Point-per-instance localization data
BEGIN
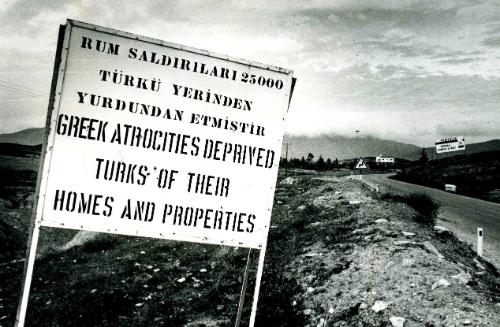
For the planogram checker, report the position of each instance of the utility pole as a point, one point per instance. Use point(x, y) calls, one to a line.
point(286, 159)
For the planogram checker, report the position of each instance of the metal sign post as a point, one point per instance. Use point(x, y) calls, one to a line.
point(260, 270)
point(480, 236)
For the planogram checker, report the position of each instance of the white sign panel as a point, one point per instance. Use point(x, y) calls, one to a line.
point(154, 139)
point(380, 159)
point(450, 144)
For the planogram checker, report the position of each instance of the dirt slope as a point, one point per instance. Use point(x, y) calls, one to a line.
point(336, 252)
point(362, 261)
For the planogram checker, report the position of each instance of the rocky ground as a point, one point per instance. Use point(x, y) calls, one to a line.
point(339, 254)
point(367, 261)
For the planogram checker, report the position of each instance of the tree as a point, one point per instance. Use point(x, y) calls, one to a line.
point(303, 163)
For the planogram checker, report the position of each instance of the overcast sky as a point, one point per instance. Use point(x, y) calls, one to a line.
point(411, 71)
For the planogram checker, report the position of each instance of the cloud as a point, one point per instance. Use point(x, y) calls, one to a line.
point(493, 41)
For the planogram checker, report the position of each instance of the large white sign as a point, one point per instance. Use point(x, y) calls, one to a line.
point(450, 144)
point(155, 139)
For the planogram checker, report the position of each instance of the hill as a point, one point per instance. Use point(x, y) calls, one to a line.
point(30, 136)
point(341, 147)
point(475, 174)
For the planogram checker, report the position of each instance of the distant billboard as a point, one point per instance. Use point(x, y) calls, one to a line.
point(450, 144)
point(155, 139)
point(384, 160)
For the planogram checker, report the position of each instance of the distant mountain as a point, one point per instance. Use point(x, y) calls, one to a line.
point(341, 147)
point(30, 136)
point(492, 145)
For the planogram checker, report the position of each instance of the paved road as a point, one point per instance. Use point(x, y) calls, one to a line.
point(461, 214)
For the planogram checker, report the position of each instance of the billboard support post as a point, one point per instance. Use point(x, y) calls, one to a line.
point(28, 274)
point(243, 289)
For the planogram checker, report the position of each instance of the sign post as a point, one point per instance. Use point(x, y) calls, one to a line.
point(154, 139)
point(360, 165)
point(480, 237)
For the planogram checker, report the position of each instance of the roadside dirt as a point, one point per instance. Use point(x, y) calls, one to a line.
point(364, 261)
point(339, 254)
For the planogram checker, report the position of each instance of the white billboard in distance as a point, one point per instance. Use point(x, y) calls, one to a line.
point(450, 144)
point(155, 139)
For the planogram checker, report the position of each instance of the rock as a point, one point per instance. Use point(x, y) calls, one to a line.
point(379, 306)
point(441, 229)
point(462, 277)
point(478, 264)
point(397, 321)
point(406, 243)
point(440, 283)
point(408, 262)
point(389, 264)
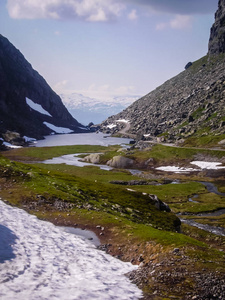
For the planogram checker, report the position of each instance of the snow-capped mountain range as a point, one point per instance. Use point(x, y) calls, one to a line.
END
**Problem requirements:**
Restate the records above verbatim. Pictures stay out.

**Task result:**
For the planogram checker, report the position of each instance of the utility pole as a point, one point per instance. Use point(x, y) calls, one to a line.
point(286, 159)
For the planogram checker, report the position of each instance of the metal sign post as a point, one point per instance. Use point(x, y) calls, one to a line.
point(260, 270)
point(480, 236)
For the planogram checker, report the position of each instance of the white sign panel as a point, one point per instance. Use point(x, y) calls, one to a line.
point(154, 139)
point(380, 159)
point(450, 144)
For the planogram checker, report the position of each instance of the dirt slope as a point, one point per instance. Use point(x, y) calls, one to a line.
point(336, 252)
point(362, 261)
For the planogram checker, report the position of each instance of the rocky ground as a point, one point per instance. Use point(x, y) calls, one to a line.
point(339, 254)
point(367, 261)
For the planogram checker, report the position of each instance of the tree as a point, one point per instance. Use point(x, y) calls, one to a line.
point(303, 163)
For the planogram checker, report the position of each instance of the overcast sky as a point, one point per instance. Use point(x, y) calls, one to a line.
point(411, 71)
For the planogram checker, report the position of each instance of the cloud as a point, one point per instance. Use point(x, y) calls, one to a line.
point(493, 41)
For the planogram checker, report the position of each instance of the large white sign as a point, one point per instance. Use point(x, y) calls, one to a line.
point(450, 144)
point(155, 139)
For the planogram checker, report the position of each instance of the hill as a point, one point per instance. Use point(x, y) calls, one to a line.
point(30, 136)
point(341, 147)
point(475, 174)
For the planogram checker, report the position of each instance of the distant billboard as a point, one point per instance. Use point(x, y) calls, one to a line.
point(450, 144)
point(155, 139)
point(384, 160)
For the planogram checker, report the position of each instance of the distant mountain as a point, one point per instance. Use point(x, y) calls, one to a line.
point(341, 147)
point(30, 136)
point(492, 145)
For the planogram checker, report the position of each instance of the paved road as a point, one point per instance. Use point(x, y) calls, one to a line.
point(461, 214)
For the planogram checker, report the position of each instance of the billboard support post as a point, one point per instance. Use point(x, y) calls, one to a line.
point(28, 274)
point(243, 289)
For the planogram checker, report the position of each instance of the sign post as a point, one point per instance. Use point(x, y) calls, one to a line.
point(154, 139)
point(360, 165)
point(480, 237)
For the planogram checker, report the position of each instance of the roadside dirt as a point, one point per instance. Use point(x, y) calls, one to a line.
point(364, 261)
point(339, 254)
For the planogram checker, report the position of each instance of the white billboard in distance as a point, one point per instance. Use point(x, y) calls, one to a line.
point(450, 144)
point(155, 139)
For the planogram checker, report the position of each instance of the rock as a point, one point per instance. Use point(x, y) calls, one to a line.
point(379, 306)
point(441, 229)
point(462, 277)
point(478, 264)
point(397, 321)
point(406, 243)
point(440, 283)
point(408, 262)
point(389, 264)
For the planogram checker, report the position of each instance of the snow-capped mountain range as a point, one point per instance. Use point(x, y) calls, one to a line.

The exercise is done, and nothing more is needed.